### RECORDS SUPPLIED
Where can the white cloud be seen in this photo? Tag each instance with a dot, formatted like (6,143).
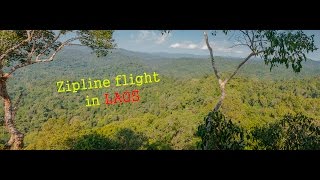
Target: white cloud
(219,47)
(162,38)
(185,45)
(146,35)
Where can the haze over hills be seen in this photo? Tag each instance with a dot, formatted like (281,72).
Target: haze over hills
(176,65)
(169,112)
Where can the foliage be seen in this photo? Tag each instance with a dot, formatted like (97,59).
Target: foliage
(293,132)
(221,133)
(278,47)
(169,112)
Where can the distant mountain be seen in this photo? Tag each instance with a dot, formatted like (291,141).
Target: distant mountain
(81,62)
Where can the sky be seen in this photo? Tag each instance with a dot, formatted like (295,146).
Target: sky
(189,42)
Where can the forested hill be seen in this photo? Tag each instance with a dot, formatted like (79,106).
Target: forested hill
(169,112)
(79,61)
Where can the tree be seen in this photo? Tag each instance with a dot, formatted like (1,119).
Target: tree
(273,46)
(20,48)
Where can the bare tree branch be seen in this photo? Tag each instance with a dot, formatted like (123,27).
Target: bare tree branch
(16,104)
(37,60)
(211,55)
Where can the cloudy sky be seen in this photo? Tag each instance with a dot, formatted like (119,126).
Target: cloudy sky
(189,42)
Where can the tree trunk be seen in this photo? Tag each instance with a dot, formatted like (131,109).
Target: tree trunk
(16,139)
(223,95)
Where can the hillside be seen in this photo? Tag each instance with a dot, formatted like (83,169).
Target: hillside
(169,112)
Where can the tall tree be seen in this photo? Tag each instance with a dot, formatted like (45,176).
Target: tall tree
(21,48)
(273,46)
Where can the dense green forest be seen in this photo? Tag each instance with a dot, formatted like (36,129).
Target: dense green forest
(169,112)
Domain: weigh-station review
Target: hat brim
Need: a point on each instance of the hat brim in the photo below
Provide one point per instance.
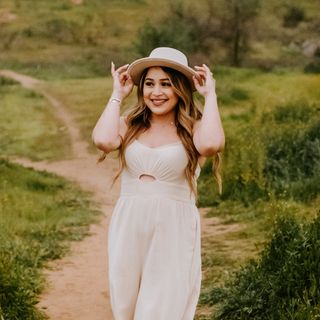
(136, 68)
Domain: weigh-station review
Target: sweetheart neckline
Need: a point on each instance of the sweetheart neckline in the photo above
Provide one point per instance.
(160, 146)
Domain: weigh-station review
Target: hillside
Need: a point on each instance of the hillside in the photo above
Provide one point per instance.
(58, 39)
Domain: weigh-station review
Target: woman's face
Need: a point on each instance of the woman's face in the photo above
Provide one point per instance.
(158, 93)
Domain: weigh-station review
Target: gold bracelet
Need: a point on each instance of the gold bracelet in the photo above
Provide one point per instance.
(115, 100)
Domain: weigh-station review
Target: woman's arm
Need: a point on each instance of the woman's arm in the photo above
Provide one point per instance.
(208, 135)
(110, 126)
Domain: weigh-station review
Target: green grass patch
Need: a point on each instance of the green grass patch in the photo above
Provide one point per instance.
(86, 99)
(28, 126)
(39, 214)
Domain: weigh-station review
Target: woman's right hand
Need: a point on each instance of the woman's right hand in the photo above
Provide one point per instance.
(122, 83)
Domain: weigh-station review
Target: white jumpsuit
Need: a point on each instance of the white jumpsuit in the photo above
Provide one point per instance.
(154, 238)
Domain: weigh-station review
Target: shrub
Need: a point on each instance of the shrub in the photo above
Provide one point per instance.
(284, 283)
(293, 17)
(276, 154)
(313, 67)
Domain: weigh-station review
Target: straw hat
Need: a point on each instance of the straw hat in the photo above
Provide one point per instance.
(162, 57)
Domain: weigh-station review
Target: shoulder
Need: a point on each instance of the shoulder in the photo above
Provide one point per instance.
(196, 125)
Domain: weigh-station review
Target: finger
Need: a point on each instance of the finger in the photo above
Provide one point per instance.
(207, 69)
(112, 67)
(196, 83)
(122, 68)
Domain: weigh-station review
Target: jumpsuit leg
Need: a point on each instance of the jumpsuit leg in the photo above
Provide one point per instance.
(171, 272)
(124, 266)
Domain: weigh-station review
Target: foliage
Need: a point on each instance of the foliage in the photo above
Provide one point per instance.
(237, 23)
(282, 157)
(38, 213)
(313, 67)
(284, 283)
(181, 29)
(28, 127)
(293, 16)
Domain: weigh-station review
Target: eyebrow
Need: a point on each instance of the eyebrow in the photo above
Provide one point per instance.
(163, 79)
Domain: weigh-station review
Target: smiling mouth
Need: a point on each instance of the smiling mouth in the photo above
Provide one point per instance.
(158, 102)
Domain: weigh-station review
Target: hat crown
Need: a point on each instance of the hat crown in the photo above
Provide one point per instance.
(169, 54)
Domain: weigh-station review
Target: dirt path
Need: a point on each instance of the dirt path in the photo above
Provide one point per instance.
(78, 287)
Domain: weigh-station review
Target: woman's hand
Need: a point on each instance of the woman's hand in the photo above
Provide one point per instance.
(204, 83)
(122, 83)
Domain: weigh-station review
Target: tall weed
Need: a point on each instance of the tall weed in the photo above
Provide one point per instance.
(283, 283)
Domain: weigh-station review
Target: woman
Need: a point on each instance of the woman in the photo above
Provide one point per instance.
(154, 234)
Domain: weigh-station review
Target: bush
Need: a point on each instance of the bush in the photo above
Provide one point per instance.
(313, 67)
(282, 157)
(293, 17)
(284, 283)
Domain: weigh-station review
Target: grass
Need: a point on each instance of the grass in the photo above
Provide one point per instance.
(251, 227)
(39, 214)
(28, 126)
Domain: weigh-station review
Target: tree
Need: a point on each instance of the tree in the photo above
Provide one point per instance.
(236, 24)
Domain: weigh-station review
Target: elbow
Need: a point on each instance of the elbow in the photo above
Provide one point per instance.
(104, 145)
(210, 149)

### BRIEF
From the entries above, copy every line that holds the word "jumpsuit".

### ANSWER SPACE
Target: white jumpsuit
Need: a point on each instance of the white jumpsuit in the photo above
Target: jumpsuit leg
Need: a point on each instance of the jumpsuit leg in the photo above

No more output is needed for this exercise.